WHAT TO DO => Copy out exactly the lines of the entries below, from the line with "negative clicks: (528, 591) (478, 604)" up to and including the last line of the entries.

SUPPLIED DATA =>
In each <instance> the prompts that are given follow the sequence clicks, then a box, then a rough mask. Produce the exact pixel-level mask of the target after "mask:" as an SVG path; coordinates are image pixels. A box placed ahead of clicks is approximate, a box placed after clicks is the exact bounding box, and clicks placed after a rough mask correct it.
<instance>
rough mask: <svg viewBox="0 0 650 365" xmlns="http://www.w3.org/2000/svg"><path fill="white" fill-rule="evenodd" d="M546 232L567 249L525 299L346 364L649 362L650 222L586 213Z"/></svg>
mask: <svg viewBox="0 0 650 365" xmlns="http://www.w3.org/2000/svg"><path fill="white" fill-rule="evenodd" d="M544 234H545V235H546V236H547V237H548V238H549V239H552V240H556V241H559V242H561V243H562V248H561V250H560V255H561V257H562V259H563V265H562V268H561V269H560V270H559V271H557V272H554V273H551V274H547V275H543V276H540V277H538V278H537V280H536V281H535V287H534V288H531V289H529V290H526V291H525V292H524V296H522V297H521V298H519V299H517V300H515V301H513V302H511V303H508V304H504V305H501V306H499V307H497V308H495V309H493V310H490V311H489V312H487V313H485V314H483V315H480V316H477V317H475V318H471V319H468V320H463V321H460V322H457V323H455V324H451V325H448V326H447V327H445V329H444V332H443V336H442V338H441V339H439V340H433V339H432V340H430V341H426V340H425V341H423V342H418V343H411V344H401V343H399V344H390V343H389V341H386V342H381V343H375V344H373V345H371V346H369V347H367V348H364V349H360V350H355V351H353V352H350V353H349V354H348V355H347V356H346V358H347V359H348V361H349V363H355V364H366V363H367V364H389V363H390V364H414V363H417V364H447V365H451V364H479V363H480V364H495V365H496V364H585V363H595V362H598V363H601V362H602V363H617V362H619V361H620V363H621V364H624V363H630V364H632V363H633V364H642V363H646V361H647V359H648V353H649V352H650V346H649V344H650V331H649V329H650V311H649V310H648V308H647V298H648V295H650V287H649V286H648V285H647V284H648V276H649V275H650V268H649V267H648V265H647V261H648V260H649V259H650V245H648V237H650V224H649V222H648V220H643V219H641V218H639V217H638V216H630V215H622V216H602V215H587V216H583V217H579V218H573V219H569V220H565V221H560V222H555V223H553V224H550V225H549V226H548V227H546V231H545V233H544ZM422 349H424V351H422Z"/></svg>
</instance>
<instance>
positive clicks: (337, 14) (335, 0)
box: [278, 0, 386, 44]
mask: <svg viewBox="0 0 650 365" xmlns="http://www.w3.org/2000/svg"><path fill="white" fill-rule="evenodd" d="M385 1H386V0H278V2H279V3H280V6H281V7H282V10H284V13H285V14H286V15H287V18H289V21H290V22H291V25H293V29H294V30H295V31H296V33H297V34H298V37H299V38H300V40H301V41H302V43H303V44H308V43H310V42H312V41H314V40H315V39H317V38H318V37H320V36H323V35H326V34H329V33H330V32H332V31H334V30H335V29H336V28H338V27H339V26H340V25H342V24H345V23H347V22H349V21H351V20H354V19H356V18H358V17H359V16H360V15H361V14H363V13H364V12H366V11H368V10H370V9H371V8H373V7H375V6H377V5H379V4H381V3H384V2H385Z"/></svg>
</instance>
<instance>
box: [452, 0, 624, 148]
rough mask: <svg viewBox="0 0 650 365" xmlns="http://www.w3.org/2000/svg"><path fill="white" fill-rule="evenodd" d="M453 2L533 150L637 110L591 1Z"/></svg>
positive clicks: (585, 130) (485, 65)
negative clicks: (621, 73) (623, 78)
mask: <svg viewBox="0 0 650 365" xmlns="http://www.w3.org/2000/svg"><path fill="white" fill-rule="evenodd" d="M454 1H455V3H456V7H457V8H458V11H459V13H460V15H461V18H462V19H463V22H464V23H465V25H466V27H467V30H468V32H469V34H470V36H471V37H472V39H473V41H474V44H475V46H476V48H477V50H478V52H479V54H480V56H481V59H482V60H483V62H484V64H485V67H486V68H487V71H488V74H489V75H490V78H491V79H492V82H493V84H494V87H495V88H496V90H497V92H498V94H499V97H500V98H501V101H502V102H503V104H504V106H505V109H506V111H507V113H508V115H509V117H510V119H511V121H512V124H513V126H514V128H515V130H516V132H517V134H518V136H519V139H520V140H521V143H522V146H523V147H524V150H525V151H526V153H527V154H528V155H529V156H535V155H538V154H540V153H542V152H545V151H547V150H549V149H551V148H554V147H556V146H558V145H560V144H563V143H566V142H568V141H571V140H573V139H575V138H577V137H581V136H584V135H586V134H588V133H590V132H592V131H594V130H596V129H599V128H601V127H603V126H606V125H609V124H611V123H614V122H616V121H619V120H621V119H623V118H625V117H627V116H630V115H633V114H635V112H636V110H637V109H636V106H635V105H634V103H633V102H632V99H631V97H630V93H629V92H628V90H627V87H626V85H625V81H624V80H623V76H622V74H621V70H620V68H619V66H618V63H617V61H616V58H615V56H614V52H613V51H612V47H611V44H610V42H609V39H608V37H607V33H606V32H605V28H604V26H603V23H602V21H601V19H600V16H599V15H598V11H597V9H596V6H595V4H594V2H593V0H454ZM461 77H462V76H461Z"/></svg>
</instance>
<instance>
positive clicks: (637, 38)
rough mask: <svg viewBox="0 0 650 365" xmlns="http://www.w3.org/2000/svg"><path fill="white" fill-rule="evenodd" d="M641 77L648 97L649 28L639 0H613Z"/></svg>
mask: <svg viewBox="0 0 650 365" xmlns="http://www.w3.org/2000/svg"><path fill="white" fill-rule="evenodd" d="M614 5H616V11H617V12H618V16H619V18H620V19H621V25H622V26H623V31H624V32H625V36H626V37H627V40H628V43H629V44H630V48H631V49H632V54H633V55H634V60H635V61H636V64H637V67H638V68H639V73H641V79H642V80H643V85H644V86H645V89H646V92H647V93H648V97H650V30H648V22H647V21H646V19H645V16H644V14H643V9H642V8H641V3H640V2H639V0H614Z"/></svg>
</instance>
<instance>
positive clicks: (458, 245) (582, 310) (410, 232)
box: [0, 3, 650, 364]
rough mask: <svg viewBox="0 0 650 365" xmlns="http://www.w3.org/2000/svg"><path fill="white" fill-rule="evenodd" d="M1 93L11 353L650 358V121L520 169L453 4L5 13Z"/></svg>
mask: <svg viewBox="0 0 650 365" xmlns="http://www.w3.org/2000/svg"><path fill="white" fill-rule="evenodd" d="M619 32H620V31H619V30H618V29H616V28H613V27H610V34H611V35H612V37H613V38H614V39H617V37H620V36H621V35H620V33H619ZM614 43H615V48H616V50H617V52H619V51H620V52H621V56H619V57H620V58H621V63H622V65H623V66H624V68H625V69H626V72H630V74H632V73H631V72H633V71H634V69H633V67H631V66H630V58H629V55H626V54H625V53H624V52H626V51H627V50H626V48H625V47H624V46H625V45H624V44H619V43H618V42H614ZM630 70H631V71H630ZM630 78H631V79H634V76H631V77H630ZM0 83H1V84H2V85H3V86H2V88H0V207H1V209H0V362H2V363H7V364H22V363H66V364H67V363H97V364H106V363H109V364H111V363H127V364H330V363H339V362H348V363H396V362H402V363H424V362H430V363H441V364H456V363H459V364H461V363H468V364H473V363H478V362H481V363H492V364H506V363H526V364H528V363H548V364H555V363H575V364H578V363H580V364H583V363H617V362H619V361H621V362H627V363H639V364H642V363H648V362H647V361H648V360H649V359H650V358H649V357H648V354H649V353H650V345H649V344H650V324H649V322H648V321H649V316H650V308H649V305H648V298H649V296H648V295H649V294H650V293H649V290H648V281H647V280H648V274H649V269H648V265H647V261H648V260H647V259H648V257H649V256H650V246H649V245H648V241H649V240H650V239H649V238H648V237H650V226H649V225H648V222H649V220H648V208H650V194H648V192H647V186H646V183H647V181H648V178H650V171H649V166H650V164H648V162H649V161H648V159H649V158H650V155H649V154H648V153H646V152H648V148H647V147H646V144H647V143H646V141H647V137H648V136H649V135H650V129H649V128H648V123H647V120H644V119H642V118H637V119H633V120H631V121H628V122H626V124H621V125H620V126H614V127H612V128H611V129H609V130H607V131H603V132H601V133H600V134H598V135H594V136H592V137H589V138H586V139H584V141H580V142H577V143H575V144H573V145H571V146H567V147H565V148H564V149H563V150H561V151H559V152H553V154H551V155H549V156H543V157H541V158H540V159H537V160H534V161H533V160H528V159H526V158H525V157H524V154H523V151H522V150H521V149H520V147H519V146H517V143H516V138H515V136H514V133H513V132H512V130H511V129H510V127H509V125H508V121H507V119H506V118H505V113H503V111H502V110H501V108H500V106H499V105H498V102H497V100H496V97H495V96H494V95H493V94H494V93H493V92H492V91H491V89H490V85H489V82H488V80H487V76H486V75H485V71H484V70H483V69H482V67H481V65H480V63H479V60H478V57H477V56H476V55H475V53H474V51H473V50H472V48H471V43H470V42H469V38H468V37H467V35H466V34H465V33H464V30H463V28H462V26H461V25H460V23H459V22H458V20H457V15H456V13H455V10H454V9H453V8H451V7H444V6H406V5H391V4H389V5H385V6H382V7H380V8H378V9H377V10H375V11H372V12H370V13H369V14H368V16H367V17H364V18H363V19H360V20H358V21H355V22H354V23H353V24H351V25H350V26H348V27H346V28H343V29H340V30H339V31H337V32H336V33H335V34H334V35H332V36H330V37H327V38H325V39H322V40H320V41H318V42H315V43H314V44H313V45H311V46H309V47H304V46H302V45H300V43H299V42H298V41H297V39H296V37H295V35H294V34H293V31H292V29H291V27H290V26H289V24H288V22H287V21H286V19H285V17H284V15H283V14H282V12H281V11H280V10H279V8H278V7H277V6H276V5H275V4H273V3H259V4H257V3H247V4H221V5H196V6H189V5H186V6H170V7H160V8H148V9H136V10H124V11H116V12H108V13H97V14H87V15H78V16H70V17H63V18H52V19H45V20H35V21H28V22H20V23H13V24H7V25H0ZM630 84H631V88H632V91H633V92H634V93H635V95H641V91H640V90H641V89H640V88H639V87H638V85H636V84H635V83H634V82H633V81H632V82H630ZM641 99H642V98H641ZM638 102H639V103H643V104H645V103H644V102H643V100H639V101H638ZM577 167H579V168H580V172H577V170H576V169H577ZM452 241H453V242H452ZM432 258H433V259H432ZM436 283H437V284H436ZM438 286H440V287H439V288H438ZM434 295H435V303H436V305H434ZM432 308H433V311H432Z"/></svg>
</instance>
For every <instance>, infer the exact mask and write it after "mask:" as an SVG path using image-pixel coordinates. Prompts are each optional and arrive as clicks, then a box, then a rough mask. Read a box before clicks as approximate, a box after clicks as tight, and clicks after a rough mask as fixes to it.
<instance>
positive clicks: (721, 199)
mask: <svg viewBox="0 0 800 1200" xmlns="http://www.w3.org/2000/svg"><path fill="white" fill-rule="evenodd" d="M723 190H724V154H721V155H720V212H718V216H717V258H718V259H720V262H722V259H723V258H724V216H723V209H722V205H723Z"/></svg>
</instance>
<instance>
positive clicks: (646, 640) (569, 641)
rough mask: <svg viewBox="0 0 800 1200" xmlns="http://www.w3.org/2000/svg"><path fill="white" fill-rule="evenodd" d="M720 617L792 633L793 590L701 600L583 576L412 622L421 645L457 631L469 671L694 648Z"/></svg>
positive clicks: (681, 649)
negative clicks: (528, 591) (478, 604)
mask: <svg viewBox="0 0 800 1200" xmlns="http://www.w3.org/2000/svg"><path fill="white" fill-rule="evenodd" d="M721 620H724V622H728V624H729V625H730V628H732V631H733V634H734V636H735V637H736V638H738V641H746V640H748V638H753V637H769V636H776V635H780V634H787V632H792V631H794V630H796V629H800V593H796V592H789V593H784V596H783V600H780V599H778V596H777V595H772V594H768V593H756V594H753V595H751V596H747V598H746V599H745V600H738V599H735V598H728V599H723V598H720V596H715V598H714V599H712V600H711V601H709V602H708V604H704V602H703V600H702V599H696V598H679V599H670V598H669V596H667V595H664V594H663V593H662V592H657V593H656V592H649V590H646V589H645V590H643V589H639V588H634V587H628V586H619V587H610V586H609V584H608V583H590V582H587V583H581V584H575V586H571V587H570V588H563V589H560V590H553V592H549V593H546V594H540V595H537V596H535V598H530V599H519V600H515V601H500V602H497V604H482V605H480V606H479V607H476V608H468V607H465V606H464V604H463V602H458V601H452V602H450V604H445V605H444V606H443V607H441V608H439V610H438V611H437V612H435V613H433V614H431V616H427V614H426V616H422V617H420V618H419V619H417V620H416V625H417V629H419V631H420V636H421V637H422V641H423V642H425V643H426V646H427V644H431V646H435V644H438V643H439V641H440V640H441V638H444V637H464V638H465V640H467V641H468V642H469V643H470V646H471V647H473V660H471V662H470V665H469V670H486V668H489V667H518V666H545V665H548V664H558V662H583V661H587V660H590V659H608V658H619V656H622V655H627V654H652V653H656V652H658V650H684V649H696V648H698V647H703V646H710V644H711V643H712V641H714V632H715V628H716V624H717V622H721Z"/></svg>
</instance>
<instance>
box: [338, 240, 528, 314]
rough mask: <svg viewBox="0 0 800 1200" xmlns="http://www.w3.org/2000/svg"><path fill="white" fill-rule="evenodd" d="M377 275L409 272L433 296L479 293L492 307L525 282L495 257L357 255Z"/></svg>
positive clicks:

ANSWER SECTION =>
negative clicks: (528, 591) (478, 604)
mask: <svg viewBox="0 0 800 1200" xmlns="http://www.w3.org/2000/svg"><path fill="white" fill-rule="evenodd" d="M721 620H724V622H728V624H729V625H730V628H732V631H733V634H734V636H735V637H736V638H738V641H746V640H748V638H753V637H769V636H776V635H780V634H787V632H792V631H794V630H796V629H800V593H796V592H789V593H784V596H783V600H780V599H778V596H777V595H772V594H768V593H756V594H753V595H751V596H747V598H746V599H745V600H738V599H735V598H728V599H723V598H720V596H715V598H714V599H712V600H711V601H709V602H708V604H704V602H703V600H702V599H696V598H679V599H670V598H669V596H667V595H664V594H663V593H662V592H657V593H656V592H649V590H646V589H645V590H643V589H639V588H634V587H628V586H619V587H610V586H609V584H608V583H590V582H587V583H581V584H575V586H571V587H570V588H563V589H560V590H553V592H549V593H546V594H540V595H537V596H535V598H530V599H519V600H515V601H500V602H497V604H482V605H480V606H479V607H476V608H468V607H465V606H464V604H463V602H458V601H452V602H450V604H445V605H444V606H443V607H441V608H439V610H438V611H437V612H435V613H433V614H431V616H427V614H426V616H422V617H420V618H419V619H417V620H416V625H417V629H419V631H420V636H421V637H422V641H423V642H425V643H426V646H427V644H431V646H435V644H438V643H439V641H440V640H441V638H444V637H464V638H465V640H467V641H468V642H469V643H470V646H471V647H473V660H471V662H470V665H469V670H486V668H489V667H518V666H545V665H548V664H558V662H583V661H587V660H590V659H608V658H619V656H622V655H627V654H652V653H656V652H658V650H684V649H696V648H698V647H703V646H710V644H711V643H712V641H714V632H715V628H716V624H717V622H721Z"/></svg>
</instance>
<instance>
box: [338, 240, 528, 314]
rough mask: <svg viewBox="0 0 800 1200" xmlns="http://www.w3.org/2000/svg"><path fill="white" fill-rule="evenodd" d="M377 275L409 272L433 296L479 293L492 307L525 282L495 257L357 255Z"/></svg>
positive clicks:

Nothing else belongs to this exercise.